# Objective:
Select every line in the entries below that contains the string "shirt", and copy each of those lines. Case counts.

# Input for this task:
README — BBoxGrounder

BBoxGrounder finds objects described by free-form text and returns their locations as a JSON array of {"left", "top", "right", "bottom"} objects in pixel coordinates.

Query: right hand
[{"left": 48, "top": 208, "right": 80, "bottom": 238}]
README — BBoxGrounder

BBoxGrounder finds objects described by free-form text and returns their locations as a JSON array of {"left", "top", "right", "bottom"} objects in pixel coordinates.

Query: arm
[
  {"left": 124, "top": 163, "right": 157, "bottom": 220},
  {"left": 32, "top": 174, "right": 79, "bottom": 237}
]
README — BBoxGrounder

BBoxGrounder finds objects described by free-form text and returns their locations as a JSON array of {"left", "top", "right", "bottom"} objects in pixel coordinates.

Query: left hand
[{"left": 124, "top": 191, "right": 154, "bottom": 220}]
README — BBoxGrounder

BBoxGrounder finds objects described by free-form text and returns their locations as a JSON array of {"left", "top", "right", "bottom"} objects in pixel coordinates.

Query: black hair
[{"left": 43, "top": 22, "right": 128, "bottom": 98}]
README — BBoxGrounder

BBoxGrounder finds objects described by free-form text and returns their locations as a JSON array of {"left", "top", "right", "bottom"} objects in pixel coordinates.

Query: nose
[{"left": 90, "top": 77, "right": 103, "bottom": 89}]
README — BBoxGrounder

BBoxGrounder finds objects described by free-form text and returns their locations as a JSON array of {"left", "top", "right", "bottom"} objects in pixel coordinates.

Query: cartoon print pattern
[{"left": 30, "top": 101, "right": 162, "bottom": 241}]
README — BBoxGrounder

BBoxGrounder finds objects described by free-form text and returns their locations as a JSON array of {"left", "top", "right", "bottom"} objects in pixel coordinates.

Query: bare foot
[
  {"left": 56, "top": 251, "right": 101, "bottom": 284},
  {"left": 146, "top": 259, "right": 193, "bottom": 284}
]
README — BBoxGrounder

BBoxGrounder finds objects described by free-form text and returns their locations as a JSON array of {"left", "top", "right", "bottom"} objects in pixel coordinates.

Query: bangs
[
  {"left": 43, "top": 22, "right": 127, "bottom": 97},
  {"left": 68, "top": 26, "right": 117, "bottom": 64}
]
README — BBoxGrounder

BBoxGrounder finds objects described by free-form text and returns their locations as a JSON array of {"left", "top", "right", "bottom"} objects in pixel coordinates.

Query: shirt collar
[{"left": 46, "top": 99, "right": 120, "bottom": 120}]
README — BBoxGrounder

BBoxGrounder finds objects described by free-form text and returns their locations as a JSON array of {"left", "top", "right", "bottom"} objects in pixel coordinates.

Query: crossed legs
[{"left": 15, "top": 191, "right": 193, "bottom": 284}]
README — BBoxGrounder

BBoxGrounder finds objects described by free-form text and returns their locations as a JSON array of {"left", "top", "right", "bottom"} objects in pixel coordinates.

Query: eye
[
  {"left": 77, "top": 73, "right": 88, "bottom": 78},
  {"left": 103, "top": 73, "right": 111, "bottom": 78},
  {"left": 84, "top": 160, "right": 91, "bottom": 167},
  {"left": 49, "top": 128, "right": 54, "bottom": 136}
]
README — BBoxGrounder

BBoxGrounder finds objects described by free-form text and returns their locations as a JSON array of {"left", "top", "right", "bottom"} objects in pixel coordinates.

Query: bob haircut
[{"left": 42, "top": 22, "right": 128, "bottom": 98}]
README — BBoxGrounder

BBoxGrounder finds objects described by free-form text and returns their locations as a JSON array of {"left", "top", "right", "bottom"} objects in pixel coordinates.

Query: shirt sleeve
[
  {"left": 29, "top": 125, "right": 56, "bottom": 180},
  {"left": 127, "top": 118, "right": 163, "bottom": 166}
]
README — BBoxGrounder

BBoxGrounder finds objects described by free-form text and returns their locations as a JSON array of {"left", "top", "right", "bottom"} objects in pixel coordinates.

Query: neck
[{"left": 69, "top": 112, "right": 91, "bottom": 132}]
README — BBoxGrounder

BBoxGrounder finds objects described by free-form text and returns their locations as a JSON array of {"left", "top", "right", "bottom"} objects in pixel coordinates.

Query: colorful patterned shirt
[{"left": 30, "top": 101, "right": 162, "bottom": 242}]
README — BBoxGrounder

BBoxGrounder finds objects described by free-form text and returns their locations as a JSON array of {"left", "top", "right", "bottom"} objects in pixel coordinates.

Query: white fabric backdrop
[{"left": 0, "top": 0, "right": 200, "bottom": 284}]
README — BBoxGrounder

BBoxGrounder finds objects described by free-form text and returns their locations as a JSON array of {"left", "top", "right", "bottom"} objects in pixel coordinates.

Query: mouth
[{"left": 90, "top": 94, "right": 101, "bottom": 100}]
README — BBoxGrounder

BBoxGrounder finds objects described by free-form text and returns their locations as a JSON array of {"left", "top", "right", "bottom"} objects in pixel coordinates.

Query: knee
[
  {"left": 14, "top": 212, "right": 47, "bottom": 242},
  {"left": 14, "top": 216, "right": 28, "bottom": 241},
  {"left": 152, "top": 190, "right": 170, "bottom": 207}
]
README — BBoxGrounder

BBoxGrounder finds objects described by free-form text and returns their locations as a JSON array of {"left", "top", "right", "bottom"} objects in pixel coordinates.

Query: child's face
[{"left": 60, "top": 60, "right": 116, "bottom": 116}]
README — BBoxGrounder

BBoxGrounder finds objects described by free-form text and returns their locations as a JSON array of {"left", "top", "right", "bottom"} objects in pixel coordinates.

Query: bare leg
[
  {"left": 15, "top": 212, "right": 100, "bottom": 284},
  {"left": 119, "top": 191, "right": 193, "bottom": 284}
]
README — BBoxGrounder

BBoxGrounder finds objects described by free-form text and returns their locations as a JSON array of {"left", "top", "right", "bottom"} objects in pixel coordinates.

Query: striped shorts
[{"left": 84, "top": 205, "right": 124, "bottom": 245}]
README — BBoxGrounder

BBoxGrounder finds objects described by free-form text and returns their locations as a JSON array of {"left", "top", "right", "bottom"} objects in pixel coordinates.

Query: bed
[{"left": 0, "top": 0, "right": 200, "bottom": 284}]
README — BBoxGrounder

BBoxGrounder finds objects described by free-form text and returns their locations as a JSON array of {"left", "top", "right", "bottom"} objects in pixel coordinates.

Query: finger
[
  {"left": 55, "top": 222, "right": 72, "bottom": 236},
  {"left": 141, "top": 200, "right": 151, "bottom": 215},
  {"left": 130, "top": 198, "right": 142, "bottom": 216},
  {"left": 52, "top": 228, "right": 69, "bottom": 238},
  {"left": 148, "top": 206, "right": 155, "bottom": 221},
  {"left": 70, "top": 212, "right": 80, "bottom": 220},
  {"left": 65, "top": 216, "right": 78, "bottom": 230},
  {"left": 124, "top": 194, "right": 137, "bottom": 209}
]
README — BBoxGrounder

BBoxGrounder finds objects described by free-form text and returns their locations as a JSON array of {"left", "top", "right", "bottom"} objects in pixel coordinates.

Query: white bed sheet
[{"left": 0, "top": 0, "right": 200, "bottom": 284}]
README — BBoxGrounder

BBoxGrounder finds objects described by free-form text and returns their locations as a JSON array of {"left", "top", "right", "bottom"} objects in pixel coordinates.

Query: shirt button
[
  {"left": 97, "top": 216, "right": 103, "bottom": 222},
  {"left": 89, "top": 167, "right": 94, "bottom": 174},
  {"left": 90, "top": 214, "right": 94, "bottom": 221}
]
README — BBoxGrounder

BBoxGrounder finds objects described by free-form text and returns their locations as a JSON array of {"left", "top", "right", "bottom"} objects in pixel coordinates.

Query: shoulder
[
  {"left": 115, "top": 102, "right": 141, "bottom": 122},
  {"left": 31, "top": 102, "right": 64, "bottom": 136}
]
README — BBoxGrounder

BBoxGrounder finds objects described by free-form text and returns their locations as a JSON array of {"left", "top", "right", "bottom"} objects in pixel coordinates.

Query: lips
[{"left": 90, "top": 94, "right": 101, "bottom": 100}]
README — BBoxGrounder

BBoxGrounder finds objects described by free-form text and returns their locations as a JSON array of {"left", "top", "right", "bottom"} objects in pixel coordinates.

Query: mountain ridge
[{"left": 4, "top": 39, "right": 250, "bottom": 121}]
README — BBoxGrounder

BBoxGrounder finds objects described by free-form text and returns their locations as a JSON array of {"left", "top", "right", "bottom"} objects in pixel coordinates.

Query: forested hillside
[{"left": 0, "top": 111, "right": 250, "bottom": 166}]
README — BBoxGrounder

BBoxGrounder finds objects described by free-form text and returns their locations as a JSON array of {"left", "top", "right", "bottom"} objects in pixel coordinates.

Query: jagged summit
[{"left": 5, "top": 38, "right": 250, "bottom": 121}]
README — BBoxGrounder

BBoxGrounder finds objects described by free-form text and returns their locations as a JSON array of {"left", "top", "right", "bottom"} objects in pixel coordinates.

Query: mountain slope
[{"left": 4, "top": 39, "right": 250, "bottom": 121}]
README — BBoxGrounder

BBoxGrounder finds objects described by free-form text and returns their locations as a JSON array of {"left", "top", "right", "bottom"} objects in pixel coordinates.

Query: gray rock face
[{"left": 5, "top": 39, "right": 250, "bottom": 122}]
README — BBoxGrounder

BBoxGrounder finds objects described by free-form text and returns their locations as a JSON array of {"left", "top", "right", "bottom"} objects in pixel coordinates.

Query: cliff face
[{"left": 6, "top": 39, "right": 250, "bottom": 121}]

# Solution to the problem:
Query: shirt collar
Query: shirt sleeve
Query: colorful patterned shirt
Query: shirt button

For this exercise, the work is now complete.